Saved data entries
[Start of section]

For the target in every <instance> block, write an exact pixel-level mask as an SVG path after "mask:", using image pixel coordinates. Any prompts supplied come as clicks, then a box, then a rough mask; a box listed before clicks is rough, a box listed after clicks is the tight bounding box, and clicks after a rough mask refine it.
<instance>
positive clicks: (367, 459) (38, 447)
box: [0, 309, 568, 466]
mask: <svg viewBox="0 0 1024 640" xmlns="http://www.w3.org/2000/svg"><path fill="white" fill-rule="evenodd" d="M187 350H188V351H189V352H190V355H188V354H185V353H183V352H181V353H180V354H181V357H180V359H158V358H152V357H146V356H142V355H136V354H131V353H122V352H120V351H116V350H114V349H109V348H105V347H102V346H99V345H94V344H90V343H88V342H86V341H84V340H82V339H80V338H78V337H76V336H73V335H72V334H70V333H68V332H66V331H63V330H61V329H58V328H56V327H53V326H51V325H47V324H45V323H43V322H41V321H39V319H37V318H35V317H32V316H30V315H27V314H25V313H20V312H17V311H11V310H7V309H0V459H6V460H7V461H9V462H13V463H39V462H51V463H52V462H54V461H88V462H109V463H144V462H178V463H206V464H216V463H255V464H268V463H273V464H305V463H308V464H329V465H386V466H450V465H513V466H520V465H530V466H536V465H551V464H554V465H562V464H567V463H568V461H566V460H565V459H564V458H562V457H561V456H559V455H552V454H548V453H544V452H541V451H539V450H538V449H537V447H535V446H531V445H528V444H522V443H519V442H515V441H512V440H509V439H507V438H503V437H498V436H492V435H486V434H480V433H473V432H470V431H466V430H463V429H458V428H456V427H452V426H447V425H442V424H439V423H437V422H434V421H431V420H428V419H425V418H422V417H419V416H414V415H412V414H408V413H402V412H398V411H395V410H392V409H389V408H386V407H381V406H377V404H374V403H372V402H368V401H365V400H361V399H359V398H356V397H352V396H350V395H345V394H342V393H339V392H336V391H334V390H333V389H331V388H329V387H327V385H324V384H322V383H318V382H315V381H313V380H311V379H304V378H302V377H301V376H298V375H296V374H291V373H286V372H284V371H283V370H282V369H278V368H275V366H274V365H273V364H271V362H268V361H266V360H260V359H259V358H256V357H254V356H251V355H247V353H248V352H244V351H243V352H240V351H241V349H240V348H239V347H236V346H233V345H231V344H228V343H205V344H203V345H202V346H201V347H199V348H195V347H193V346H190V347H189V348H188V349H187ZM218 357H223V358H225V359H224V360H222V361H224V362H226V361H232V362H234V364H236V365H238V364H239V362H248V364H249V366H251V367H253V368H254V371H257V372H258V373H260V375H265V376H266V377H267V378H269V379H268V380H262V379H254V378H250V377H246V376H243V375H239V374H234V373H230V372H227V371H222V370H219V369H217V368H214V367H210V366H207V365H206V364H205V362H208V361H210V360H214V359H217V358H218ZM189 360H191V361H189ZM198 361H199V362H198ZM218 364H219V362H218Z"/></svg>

[End of section]

Brief> Reproduce all the entries above. Match them exactly.

Solution>
For the target in every <instance> block, write an exact pixel-level mask as an SVG path after "mask:", using image pixel coordinates. Any prompts supplied come as clicks, then a box, then a rough mask; a box listed before clicks is rough, a box listed after clicks is the tight bounding box, and clicks after a rough mask refine it.
<instance>
positive clicks: (367, 459) (38, 447)
box: [0, 309, 568, 466]
mask: <svg viewBox="0 0 1024 640" xmlns="http://www.w3.org/2000/svg"><path fill="white" fill-rule="evenodd" d="M187 350H188V351H189V352H190V355H188V354H185V353H183V352H181V353H180V354H181V357H180V359H158V358H152V357H146V356H142V355H136V354H131V353H122V352H120V351H116V350H114V349H109V348H105V347H102V346H99V345H94V344H90V343H88V342H86V341H84V340H82V339H80V338H78V337H76V336H73V335H72V334H70V333H68V332H66V331H63V330H61V329H58V328H56V327H53V326H51V325H47V324H45V323H43V322H41V321H39V319H37V318H35V317H32V316H30V315H27V314H25V313H20V312H17V311H11V310H7V309H0V459H6V460H7V461H9V462H13V463H39V462H51V463H52V462H54V461H88V462H109V463H144V462H178V463H206V464H216V463H255V464H268V463H273V464H305V463H308V464H329V465H386V466H450V465H513V466H520V465H530V466H536V465H551V464H554V465H562V464H567V463H568V461H566V460H565V459H564V458H562V457H561V456H559V455H552V454H548V453H544V452H541V451H539V450H538V449H537V447H535V446H531V445H528V444H522V443H519V442H515V441H512V440H509V439H507V438H503V437H498V436H492V435H486V434H480V433H473V432H470V431H466V430H463V429H458V428H456V427H452V426H447V425H442V424H439V423H437V422H434V421H431V420H428V419H425V418H422V417H419V416H414V415H412V414H408V413H402V412H398V411H395V410H392V409H389V408H386V407H381V406H377V404H374V403H372V402H368V401H365V400H361V399H359V398H356V397H352V396H350V395H345V394H342V393H339V392H336V391H334V390H333V389H331V388H329V387H327V385H324V384H322V383H318V382H315V381H313V380H311V379H304V378H302V377H301V376H298V375H296V374H291V373H286V372H284V371H283V370H282V369H278V368H275V366H274V365H273V364H271V362H268V361H266V360H260V359H259V358H256V357H254V356H251V355H247V353H248V352H244V351H243V352H240V351H241V349H240V348H239V347H236V346H233V345H231V344H228V343H205V344H203V345H202V346H201V347H199V348H195V347H193V346H190V347H189V348H188V349H187ZM218 357H223V358H225V359H224V360H222V361H224V362H226V361H232V362H234V364H236V365H238V364H239V362H248V364H249V366H251V367H253V368H254V371H257V372H258V373H260V375H265V376H266V377H267V378H269V379H268V380H262V379H254V378H250V377H246V376H243V375H239V374H234V373H230V372H227V371H222V370H219V369H217V368H214V367H210V366H207V365H206V364H205V362H208V361H210V360H214V359H217V358H218ZM189 360H191V361H189ZM198 361H199V362H198ZM218 364H219V362H218Z"/></svg>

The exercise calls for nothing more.